About this exercise –
Nothing more is wanted than an exact repeat of the data below.

Records shown –
-- Opening Marker --

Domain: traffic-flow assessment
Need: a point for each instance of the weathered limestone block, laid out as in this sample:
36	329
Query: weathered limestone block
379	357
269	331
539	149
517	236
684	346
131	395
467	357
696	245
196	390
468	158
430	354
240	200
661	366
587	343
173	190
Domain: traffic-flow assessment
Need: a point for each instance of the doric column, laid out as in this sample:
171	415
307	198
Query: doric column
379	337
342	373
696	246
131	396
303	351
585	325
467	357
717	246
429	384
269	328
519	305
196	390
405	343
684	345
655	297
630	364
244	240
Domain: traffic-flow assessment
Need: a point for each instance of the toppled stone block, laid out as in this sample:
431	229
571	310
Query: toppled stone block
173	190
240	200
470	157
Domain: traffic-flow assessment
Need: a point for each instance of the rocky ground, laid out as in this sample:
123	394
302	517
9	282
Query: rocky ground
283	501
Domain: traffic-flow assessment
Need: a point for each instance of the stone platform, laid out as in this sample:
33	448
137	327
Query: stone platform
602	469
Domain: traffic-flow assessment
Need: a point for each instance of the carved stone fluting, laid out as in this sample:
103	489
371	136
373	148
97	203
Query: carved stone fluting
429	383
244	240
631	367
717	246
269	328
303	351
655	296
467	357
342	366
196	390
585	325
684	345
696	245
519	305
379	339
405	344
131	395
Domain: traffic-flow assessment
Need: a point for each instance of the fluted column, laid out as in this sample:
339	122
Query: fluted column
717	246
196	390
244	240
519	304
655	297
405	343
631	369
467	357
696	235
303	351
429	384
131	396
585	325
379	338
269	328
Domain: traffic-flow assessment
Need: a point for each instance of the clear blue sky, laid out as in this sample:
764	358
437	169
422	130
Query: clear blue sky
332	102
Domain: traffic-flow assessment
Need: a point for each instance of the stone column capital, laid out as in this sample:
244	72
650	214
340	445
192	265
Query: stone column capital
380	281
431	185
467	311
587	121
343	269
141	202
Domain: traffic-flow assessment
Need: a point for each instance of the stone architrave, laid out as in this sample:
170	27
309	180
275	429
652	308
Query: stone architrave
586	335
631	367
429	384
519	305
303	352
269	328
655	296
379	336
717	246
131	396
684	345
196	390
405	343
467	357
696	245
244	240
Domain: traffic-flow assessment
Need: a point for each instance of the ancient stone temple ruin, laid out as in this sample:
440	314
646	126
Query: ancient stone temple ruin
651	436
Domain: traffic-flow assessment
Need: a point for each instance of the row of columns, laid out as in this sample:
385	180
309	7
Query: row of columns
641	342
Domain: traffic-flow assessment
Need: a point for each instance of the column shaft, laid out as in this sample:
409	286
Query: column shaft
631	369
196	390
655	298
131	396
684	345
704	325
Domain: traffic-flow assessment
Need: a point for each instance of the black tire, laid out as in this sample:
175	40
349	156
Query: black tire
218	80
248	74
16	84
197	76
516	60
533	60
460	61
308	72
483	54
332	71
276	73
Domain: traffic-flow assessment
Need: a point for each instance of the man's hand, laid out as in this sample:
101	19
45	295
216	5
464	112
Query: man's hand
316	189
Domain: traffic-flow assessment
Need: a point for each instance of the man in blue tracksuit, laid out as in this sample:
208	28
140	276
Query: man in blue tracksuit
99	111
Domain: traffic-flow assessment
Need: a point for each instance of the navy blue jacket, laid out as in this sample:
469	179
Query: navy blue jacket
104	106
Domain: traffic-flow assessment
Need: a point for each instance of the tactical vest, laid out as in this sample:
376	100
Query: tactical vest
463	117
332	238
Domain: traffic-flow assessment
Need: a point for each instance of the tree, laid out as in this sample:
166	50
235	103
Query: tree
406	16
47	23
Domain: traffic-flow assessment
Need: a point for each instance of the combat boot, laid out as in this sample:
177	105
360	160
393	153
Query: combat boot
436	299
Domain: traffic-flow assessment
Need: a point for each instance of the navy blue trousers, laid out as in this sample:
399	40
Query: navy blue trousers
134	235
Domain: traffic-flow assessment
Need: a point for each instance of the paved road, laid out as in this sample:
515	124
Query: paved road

-- Closing Marker --

Task solution –
Domain: traffic-flow assessment
Need: a point for each instance of the weathered limestone block, laid out as in this sample:
36	329
Query: weathered limestone block
379	357
269	331
539	149
517	236
684	346
131	395
467	357
696	245
196	390
468	158
430	354
240	200
661	366
587	343
173	190
Domain: traffic-flow assessment
Need: a point for each instance of the doric column, laid out as in this sample:
171	415
307	198
Query: doric column
379	337
342	373
696	246
131	396
303	351
585	325
467	357
717	246
429	384
269	328
519	305
196	390
405	343
684	345
655	297
630	364
244	240
Domain: traffic-flow assessment
Need: a point for each instance of the toppled stone block, laid out as in this sample:
431	229
571	310
Query: toppled stone block
173	190
240	200
470	157
Domain: traffic-flow assessment
Need: a point for each instance of the rocky ground, laid out as in this sample:
123	394
302	517
9	282
Query: rocky ground
283	501
Domain: traffic-flow assessment
Need: a point for each instance of the stone platform, laid out as in this sample:
33	448
137	327
Query: stone platform
602	469
Domain: traffic-flow assessment
Need: a point for each instance of the carved stone fluting, laid out as in this sample:
103	489
371	136
373	148
97	203
Query: carved stone fluting
429	383
244	240
631	367
717	246
269	328
303	351
655	296
467	357
342	366
196	390
585	325
684	345
696	245
519	305
379	339
405	344
131	395
Domain: traffic-flow assessment
Need: a point for each instance of the fluted column, laid out as in this sample:
339	122
Query: fluted column
717	246
196	390
244	240
519	304
655	297
405	343
631	369
467	357
696	235
303	351
429	384
131	396
585	325
379	338
269	328
Domain: traffic-flow assessment
Need: a point for each instance of the clear blue sky, laid out as in this sample:
764	358
437	169
422	130
Query: clear blue sky
332	102
Domain: traffic-flow assessment
Need: a point for each instance of the stone column capital, laid out as in this sample:
244	72
650	214
340	445
192	265
Query: stone column capital
380	281
431	185
467	311
587	121
343	269
141	202
Domain: traffic-flow assessment
Need: a point for each instance of the stone architrave, laid out as in this sample:
170	27
309	180
275	429
652	308
Query: stone architrave
586	335
631	367
429	384
519	305
303	352
269	328
655	296
379	336
717	246
131	396
684	345
196	390
405	343
467	357
696	245
244	240
Domain: traffic-flow assessment
Need: a point for each instance of the ancient stone temple ruin, laid out as in this sample:
440	314
646	126
Query: ancient stone temple ruin
651	436
Domain: traffic-flow assessment
Need: a point for each instance of the row of columns, laid out as in this sample:
385	180
309	7
Query: row of columns
641	342
Domain: traffic-flow assessment
Need: a point for each instance of the column shaft, laid out as in this sample:
409	286
Query: column shaft
631	369
196	390
655	298
131	396
684	345
704	325
Domain: traffic-flow assessment
Need: a point for each instance of the black tire, laid out as in this sample:
175	40
349	156
Query: black tire
218	80
248	74
16	84
197	76
516	60
533	60
460	61
308	72
483	54
332	71
276	73
Domain: traffic-flow assessment
Need: a point for each instance of the man's hand, laid out as in this sample:
101	19
45	295
216	5
464	112
Query: man's hand
316	189
Domain: traffic-flow assessment
Need: a point for each instance of the man in blue tracksuit, laid out as in this sample:
208	28
140	276
Query: man in blue tracksuit
99	111
Domain: traffic-flow assessment
Need: a point for each instance of the navy blue jacket, laid out as in this sample:
469	179
Query: navy blue jacket
104	106
Domain: traffic-flow assessment
Need: a point for each instance of the tactical vest, laid out as in this sample:
376	100
Query: tactical vest
463	117
332	238
Domain: traffic-flow assessment
Need: a point for each instance of the tree, laid out as in this sample:
166	50
235	103
Query: tree
406	16
47	23
Domain: traffic-flow assessment
Need: a point for each instance of the combat boot, laid out as in this sample:
177	105
360	160
393	153
Query: combat boot
436	299
Domain: traffic-flow assessment
Need: a point for each instance of the navy blue trousers, laid out as in this sample:
399	40
Query: navy blue trousers
134	235
Domain: traffic-flow assessment
Need: a point for each instance of the paved road, laid out as in this sample:
515	124
Query: paved road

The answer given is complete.